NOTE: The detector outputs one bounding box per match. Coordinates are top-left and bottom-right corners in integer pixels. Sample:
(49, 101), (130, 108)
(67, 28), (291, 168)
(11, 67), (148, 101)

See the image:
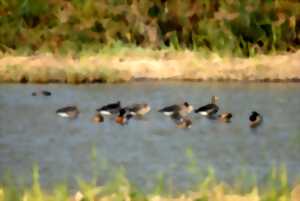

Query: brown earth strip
(0, 50), (300, 83)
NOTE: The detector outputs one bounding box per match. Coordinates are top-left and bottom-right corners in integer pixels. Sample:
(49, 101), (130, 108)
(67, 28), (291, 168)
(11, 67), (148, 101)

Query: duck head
(227, 113), (233, 119)
(183, 102), (194, 113)
(211, 96), (219, 104)
(119, 108), (126, 116)
(115, 108), (131, 125)
(218, 112), (233, 122)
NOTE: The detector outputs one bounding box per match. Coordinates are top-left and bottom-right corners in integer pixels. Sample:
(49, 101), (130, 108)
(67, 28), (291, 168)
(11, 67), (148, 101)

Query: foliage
(0, 165), (298, 201)
(0, 0), (299, 56)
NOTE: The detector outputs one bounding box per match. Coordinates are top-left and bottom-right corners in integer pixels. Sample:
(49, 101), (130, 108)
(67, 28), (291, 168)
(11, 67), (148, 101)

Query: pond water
(0, 82), (300, 192)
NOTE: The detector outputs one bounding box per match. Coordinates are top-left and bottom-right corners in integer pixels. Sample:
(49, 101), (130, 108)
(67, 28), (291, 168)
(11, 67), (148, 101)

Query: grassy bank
(0, 165), (299, 201)
(1, 1), (300, 83)
(0, 0), (300, 56)
(1, 49), (300, 83)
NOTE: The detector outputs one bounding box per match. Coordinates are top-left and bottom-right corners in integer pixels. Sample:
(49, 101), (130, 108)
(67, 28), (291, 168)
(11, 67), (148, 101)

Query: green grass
(0, 0), (299, 57)
(0, 165), (297, 201)
(0, 147), (298, 201)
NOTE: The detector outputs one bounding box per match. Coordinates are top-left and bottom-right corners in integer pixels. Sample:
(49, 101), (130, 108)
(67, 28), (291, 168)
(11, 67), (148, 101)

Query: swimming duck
(218, 112), (233, 123)
(249, 111), (262, 128)
(195, 96), (219, 117)
(171, 112), (192, 129)
(92, 113), (104, 123)
(56, 106), (79, 119)
(115, 108), (133, 125)
(124, 103), (151, 117)
(176, 118), (192, 129)
(158, 102), (193, 116)
(32, 90), (51, 96)
(96, 101), (121, 115)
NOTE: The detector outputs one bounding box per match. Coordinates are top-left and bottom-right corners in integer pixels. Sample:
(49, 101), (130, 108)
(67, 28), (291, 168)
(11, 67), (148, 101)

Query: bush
(0, 0), (299, 56)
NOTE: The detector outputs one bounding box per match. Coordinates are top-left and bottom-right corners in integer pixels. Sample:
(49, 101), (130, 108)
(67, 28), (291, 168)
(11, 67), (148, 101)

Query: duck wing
(56, 106), (77, 113)
(96, 101), (121, 112)
(159, 105), (180, 113)
(195, 104), (219, 115)
(125, 104), (141, 113)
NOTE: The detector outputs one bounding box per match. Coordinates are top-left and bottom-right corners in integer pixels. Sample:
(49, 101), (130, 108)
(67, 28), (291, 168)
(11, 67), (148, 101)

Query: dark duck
(115, 108), (133, 125)
(249, 111), (262, 128)
(195, 96), (219, 117)
(96, 101), (121, 115)
(56, 106), (79, 119)
(32, 90), (51, 96)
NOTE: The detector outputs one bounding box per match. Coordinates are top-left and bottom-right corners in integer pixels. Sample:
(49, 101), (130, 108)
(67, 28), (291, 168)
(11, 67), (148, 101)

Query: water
(0, 82), (300, 192)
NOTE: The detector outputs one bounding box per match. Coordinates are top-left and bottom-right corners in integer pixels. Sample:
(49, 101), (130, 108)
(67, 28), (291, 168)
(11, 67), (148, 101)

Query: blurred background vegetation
(0, 0), (300, 56)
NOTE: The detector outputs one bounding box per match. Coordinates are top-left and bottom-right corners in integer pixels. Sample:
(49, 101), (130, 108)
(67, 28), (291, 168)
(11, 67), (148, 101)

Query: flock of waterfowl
(32, 90), (263, 129)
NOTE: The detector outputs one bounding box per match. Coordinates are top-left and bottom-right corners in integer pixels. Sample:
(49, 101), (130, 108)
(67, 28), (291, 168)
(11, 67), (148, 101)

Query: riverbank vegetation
(0, 165), (299, 201)
(0, 1), (300, 82)
(1, 49), (300, 83)
(0, 0), (300, 56)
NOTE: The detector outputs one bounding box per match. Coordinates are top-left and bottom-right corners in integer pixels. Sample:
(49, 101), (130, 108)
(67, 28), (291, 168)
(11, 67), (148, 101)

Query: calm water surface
(0, 82), (300, 192)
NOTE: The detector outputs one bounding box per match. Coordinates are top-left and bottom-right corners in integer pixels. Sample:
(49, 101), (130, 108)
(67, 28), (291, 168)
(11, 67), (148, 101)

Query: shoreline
(1, 50), (300, 83)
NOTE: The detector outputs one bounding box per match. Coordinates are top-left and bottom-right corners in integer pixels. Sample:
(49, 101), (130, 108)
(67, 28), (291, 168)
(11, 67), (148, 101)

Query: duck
(96, 101), (121, 115)
(176, 118), (192, 129)
(124, 103), (151, 117)
(249, 111), (262, 128)
(92, 113), (104, 123)
(171, 112), (192, 129)
(195, 96), (219, 117)
(218, 112), (233, 123)
(56, 106), (79, 119)
(158, 102), (193, 116)
(115, 108), (133, 125)
(32, 90), (51, 96)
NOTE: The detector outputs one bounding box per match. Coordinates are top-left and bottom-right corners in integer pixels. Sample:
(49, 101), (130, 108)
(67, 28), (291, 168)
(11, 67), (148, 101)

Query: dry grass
####
:: Task statement ::
Copy every line of the records exactly as it is written, but not the pictures.

:: Response area ::
NOTE: The detector outputs one bounding box per match. Coordinates are top-left and bottom-right corners in integer pixels. Sample:
(49, 101), (130, 108)
(67, 28), (291, 168)
(11, 67), (148, 101)

See the image:

Query: brown earth strip
(0, 50), (300, 83)
NOTE: The detector outputs one bounding box per match. Coordinates are top-left and bottom-right corners in integer pixels. Sample:
(49, 101), (130, 108)
(67, 28), (291, 168)
(11, 67), (148, 101)

Query: duck head
(227, 113), (233, 119)
(183, 102), (194, 113)
(211, 96), (219, 104)
(119, 108), (126, 116)
(115, 108), (131, 125)
(218, 112), (233, 122)
NOTE: The detector outputs one bounding box per match. Coordinates are top-left and bottom-right corners in integer pixels. Sample:
(49, 101), (130, 108)
(67, 28), (291, 168)
(11, 67), (148, 101)

Query: foliage
(0, 165), (298, 201)
(0, 0), (299, 56)
NOTE: The detector outputs one bounding box per match. Coordinates are top-left and bottom-right corners in integer pixels. Sample:
(49, 101), (130, 108)
(67, 28), (291, 168)
(11, 67), (148, 101)

Query: pond water
(0, 82), (300, 192)
NOTE: The detector outputs one bounding box per match. Coordinates are top-left and bottom-right corners in integer pixels. Sample:
(49, 101), (130, 108)
(67, 28), (291, 168)
(11, 67), (148, 101)

Query: grassy bank
(0, 165), (299, 201)
(1, 1), (300, 83)
(0, 0), (300, 56)
(1, 49), (300, 83)
NOTE: The detector outputs one bounding box per match. Coordinates are top-left and bottom-right corners in integer pixels. Sample:
(49, 101), (130, 108)
(67, 28), (291, 168)
(11, 67), (148, 101)

Query: green grass
(0, 0), (299, 57)
(0, 165), (297, 201)
(0, 147), (298, 201)
NOTE: The detector outputs one bounding box per match. Coordinates are top-left and bottom-right corners in integer pixels. Sample:
(49, 101), (130, 108)
(67, 28), (291, 168)
(11, 67), (148, 101)

Query: swimming duck
(218, 112), (233, 123)
(249, 111), (262, 128)
(195, 96), (219, 117)
(171, 112), (192, 129)
(92, 113), (104, 123)
(56, 106), (79, 119)
(115, 108), (133, 125)
(124, 103), (151, 117)
(176, 118), (192, 129)
(158, 102), (193, 116)
(32, 90), (51, 96)
(96, 101), (121, 115)
NOTE: The detector outputs one bounding box per match. Coordinates are top-left and bottom-right corners in integer pixels. Sample:
(49, 101), (130, 108)
(67, 28), (291, 168)
(11, 67), (148, 101)

Query: bush
(0, 0), (299, 56)
NOTE: The detector outputs one bounding box per match. Coordinates are top-left and bottom-right corners in integer pixels. Sample:
(49, 101), (130, 108)
(67, 28), (291, 168)
(11, 67), (148, 101)

Query: duck wing
(56, 106), (77, 113)
(96, 101), (121, 112)
(159, 105), (180, 113)
(195, 104), (219, 115)
(125, 104), (141, 113)
NOTE: The detector outputs one bounding box per match. Coordinates are top-left and bottom-right corners in integer pixels. Sample:
(49, 101), (130, 108)
(67, 28), (291, 168)
(11, 67), (148, 101)

Query: dark duck
(115, 108), (133, 125)
(249, 111), (262, 128)
(195, 96), (219, 117)
(96, 101), (121, 115)
(56, 106), (79, 119)
(32, 90), (51, 96)
NOTE: The detector outputs one bounding box per match. Coordinates are top-left and bottom-right corners in integer pixels. Sample:
(49, 101), (130, 108)
(67, 28), (291, 168)
(11, 67), (148, 101)

Query: water
(0, 82), (300, 192)
NOTE: The detector outputs one bounding box per match. Coordinates are top-left and bottom-right corners in integer pixels. Sample:
(49, 101), (130, 108)
(67, 28), (291, 168)
(11, 67), (148, 101)

Query: blurred background vegetation
(0, 0), (300, 56)
NOTE: The detector outputs one bounding box per match. Coordinates are top-left and bottom-right corners in integer pixels. Sample:
(49, 101), (130, 108)
(67, 28), (291, 168)
(11, 67), (148, 101)

Query: flock of waterfowl
(32, 90), (263, 129)
NOTE: The detector outputs one bounding box per match. Coordinates are top-left and bottom-right corners in integer pixels. Sample:
(49, 101), (130, 108)
(67, 28), (291, 168)
(11, 67), (148, 101)

Query: riverbank vegetation
(0, 165), (299, 201)
(0, 1), (300, 82)
(1, 49), (300, 83)
(0, 0), (300, 56)
NOTE: The detector outputs one bounding box per match. Coordinates are top-left and bottom-right corners in integer pixels. Sample:
(49, 101), (130, 108)
(67, 28), (291, 168)
(11, 67), (148, 101)

Query: calm water surface
(0, 82), (300, 192)
NOTE: The detector outputs one bounding box per match. Coordinates are top-left and bottom-right corners in integer pixels. Sample:
(49, 101), (130, 108)
(67, 28), (291, 168)
(11, 67), (148, 101)

Query: shoreline
(1, 50), (300, 83)
NOTE: The detector outputs one bounding box per match. Coordinates are top-left and bottom-right corners in integer pixels. Sample:
(49, 101), (130, 108)
(67, 28), (291, 168)
(11, 67), (148, 101)

Query: duck
(96, 101), (121, 115)
(176, 118), (192, 129)
(124, 103), (151, 117)
(249, 111), (262, 128)
(92, 113), (104, 123)
(171, 112), (192, 129)
(195, 96), (219, 117)
(218, 112), (233, 123)
(56, 106), (79, 119)
(158, 102), (193, 116)
(115, 108), (133, 125)
(32, 90), (51, 96)
NOTE: The detector outputs one bounding box per match. Coordinates are top-left and bottom-right corners in integer pixels. Sample:
(49, 101), (130, 108)
(67, 28), (291, 168)
(11, 67), (148, 101)

Query: dry grass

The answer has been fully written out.